Proszę przekształcić fragment poniższych danych w tabelę Markdown z kolumnami „Nr” (kolejny numer wiersza) i „Treść” (sam wiersz), zaczynając od wiersza zawierającego „of the turquoise” i kończąc na wierszu zawierającym „x=889, y=476”, przy czym oba te wiersze należy uwzględnić. Puste wiersze należy pominąć.

---- Zestawienie danych

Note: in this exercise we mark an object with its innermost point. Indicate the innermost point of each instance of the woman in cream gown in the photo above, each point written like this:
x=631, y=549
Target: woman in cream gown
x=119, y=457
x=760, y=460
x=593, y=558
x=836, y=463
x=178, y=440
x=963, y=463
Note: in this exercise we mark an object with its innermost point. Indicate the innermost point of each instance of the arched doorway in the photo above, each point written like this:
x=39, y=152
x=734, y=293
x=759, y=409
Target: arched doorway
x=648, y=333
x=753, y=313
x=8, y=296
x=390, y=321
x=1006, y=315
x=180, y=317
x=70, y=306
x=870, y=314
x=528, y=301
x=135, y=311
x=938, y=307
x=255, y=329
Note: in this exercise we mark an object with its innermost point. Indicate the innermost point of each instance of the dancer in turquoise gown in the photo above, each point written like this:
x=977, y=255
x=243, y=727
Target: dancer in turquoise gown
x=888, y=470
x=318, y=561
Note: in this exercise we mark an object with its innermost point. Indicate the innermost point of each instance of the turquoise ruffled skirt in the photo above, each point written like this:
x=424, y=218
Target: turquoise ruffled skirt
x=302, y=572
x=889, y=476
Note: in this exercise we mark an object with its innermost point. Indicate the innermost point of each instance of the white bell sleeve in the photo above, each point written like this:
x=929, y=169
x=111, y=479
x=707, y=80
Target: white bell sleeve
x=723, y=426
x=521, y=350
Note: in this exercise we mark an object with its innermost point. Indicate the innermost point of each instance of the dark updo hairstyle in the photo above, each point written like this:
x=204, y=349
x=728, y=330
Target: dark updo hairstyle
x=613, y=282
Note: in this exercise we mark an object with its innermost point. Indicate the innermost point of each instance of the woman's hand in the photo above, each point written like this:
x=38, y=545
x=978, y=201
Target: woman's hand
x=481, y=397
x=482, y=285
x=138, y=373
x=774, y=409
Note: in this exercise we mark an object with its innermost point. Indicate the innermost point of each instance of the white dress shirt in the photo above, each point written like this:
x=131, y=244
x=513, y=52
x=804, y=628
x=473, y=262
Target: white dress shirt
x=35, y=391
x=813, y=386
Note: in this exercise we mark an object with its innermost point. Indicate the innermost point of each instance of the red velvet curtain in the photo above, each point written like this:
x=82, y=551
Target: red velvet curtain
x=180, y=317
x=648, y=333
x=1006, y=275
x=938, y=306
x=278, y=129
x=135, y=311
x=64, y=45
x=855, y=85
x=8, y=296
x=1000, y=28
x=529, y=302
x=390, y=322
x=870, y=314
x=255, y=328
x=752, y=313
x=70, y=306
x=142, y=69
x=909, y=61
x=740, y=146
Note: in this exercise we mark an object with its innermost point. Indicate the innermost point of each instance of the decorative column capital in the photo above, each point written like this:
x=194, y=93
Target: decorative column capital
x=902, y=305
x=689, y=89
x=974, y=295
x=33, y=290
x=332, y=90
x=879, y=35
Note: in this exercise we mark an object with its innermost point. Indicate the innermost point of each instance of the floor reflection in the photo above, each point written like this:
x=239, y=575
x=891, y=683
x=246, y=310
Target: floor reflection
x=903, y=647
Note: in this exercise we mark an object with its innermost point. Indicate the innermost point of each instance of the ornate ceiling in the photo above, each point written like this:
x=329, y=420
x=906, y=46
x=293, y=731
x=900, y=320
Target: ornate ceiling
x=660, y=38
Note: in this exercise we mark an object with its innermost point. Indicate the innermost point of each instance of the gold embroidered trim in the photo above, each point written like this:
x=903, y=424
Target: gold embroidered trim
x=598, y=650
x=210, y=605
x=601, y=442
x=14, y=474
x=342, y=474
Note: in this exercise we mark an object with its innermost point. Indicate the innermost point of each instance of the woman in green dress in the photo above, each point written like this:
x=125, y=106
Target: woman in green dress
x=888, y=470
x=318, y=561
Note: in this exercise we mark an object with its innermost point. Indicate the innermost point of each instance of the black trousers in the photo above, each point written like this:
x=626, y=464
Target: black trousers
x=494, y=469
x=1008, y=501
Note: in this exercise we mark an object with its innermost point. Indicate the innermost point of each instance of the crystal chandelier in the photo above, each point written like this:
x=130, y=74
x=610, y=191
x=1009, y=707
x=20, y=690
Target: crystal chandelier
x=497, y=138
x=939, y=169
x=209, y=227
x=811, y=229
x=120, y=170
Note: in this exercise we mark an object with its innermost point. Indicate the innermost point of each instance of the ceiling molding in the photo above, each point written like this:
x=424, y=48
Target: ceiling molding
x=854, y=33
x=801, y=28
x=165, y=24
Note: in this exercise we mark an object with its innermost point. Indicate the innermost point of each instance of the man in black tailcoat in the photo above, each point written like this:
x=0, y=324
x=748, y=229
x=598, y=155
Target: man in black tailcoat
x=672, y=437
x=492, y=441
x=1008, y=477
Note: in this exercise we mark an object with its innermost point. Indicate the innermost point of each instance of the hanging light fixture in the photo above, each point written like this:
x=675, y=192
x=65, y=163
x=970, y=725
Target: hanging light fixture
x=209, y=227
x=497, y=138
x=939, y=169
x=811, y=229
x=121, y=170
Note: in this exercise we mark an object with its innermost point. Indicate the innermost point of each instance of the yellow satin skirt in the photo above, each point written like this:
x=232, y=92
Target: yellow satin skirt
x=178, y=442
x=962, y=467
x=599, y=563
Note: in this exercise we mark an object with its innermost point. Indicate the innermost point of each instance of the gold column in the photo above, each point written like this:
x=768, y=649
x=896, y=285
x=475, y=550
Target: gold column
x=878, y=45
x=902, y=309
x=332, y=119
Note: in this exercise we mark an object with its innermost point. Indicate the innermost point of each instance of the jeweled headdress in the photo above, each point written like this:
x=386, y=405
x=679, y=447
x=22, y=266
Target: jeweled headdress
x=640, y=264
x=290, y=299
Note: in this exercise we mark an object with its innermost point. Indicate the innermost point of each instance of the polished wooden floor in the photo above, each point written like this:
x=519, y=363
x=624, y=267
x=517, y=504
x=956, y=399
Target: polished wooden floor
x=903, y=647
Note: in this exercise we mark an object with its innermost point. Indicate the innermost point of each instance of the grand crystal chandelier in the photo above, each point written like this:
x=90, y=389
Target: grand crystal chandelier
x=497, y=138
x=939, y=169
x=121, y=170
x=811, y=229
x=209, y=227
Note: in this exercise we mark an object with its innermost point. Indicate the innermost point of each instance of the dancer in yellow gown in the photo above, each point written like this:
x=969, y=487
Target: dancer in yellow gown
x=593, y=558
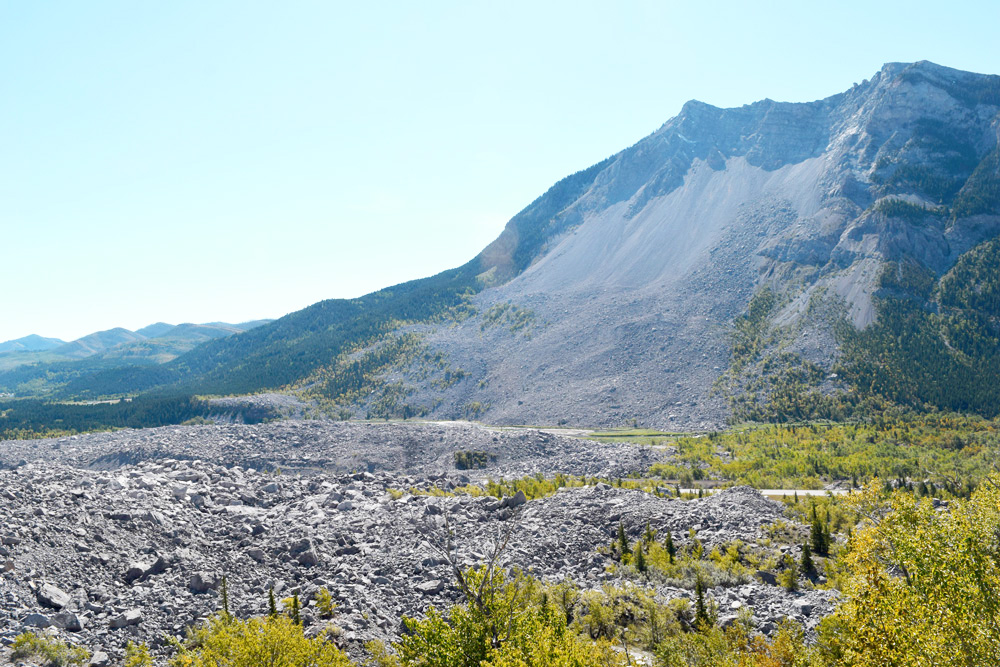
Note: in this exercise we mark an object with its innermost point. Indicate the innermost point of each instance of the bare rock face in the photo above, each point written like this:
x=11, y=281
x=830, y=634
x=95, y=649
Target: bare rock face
x=623, y=314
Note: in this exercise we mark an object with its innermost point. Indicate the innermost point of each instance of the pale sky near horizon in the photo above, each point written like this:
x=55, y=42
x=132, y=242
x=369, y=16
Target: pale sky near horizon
x=192, y=161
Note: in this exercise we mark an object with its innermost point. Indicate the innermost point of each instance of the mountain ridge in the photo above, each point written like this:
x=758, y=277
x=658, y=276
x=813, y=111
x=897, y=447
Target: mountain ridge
x=613, y=297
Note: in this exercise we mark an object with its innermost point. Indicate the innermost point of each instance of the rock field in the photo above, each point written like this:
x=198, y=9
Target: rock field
x=107, y=538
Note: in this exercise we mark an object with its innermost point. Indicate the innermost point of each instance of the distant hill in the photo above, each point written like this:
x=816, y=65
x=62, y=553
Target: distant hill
x=154, y=330
x=73, y=370
x=96, y=342
x=32, y=343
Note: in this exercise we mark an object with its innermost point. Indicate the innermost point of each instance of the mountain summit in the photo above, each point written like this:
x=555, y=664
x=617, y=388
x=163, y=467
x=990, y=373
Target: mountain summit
x=760, y=261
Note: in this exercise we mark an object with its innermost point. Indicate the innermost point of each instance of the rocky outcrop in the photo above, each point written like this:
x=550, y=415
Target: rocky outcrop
x=139, y=552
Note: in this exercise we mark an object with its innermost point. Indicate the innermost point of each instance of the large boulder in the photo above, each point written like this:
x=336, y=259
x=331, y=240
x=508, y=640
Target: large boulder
x=203, y=582
x=52, y=596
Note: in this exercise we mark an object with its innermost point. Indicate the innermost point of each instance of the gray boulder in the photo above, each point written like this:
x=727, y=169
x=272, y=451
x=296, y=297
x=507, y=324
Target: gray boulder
x=52, y=597
x=203, y=582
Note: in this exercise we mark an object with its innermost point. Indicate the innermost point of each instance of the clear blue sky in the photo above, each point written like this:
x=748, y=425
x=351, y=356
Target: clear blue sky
x=232, y=160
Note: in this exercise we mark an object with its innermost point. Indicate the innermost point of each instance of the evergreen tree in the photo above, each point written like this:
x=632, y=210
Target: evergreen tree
x=640, y=558
x=623, y=541
x=225, y=596
x=701, y=618
x=818, y=536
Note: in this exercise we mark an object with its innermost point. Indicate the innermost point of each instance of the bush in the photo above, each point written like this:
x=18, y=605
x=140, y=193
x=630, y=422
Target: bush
x=923, y=586
x=276, y=641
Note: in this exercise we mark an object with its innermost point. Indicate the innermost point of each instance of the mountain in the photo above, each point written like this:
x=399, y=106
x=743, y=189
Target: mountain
x=32, y=343
x=772, y=261
x=75, y=370
x=154, y=330
x=96, y=342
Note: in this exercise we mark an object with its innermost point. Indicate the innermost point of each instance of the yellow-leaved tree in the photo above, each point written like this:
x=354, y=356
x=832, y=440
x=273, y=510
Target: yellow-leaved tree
x=924, y=583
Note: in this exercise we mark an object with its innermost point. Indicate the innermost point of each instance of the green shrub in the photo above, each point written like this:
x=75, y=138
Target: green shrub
x=277, y=641
x=50, y=651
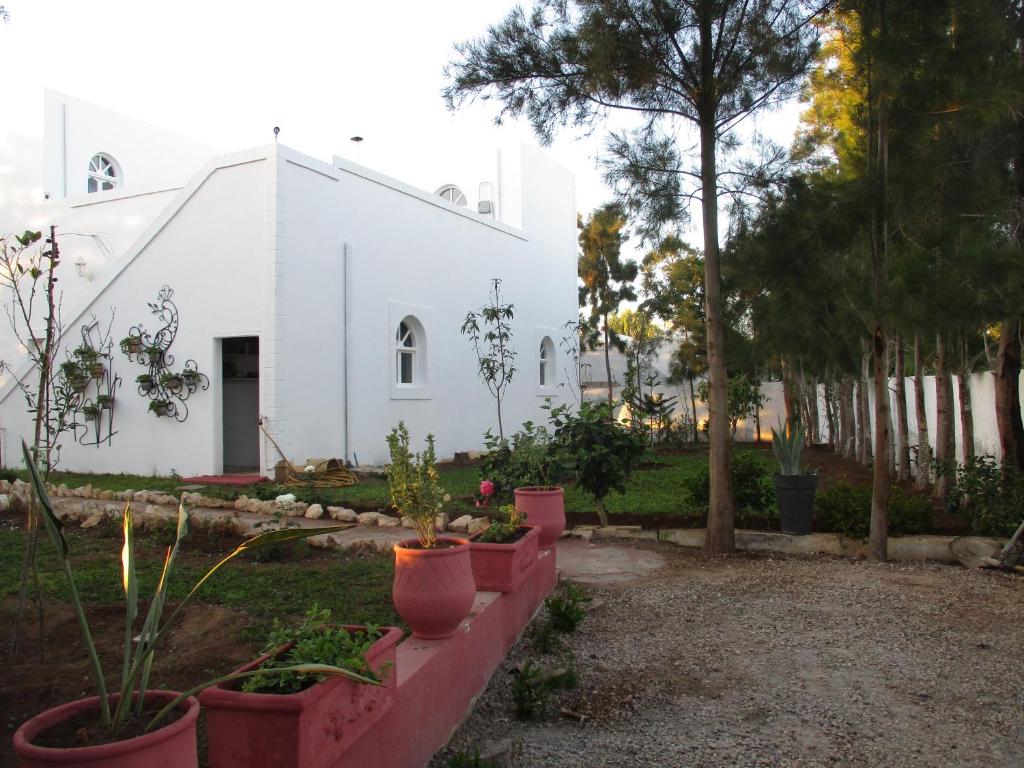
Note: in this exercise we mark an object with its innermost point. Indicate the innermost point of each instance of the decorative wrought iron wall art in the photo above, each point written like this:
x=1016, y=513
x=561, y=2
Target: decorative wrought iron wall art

--------

Wynik zadania:
| Nr | Treść |
|---|---|
| 1 | Note: in this exercise we mark an object with its innermost point. Indicate the innermost point of each instance of the turquoise ruffled skirt in the photo above, each point written like this: |
| 2 | x=424, y=218 |
| 3 | Target: turquoise ruffled skirt |
| 4 | x=302, y=572 |
| 5 | x=889, y=476 |